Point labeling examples
--
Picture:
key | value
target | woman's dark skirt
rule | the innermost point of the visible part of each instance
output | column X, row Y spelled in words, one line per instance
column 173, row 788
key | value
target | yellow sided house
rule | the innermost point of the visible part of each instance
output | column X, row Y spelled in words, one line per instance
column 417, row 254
--
== WORK TO COMPLETE ==
Rewrite the records above, substituting "most central" for every occurrence of "innermost" and leaving everything else unchanged.

== EXERCISE RESULT ==
Picture:
key | value
target | woman's dark skirt
rule | the most central point of the visible part of each instance
output | column X, row Y spelled in words, one line per instance
column 173, row 788
key | value
target | yellow sided house
rule | the most central point of the visible part of each instance
output | column X, row Y spelled in words, one line per instance
column 417, row 254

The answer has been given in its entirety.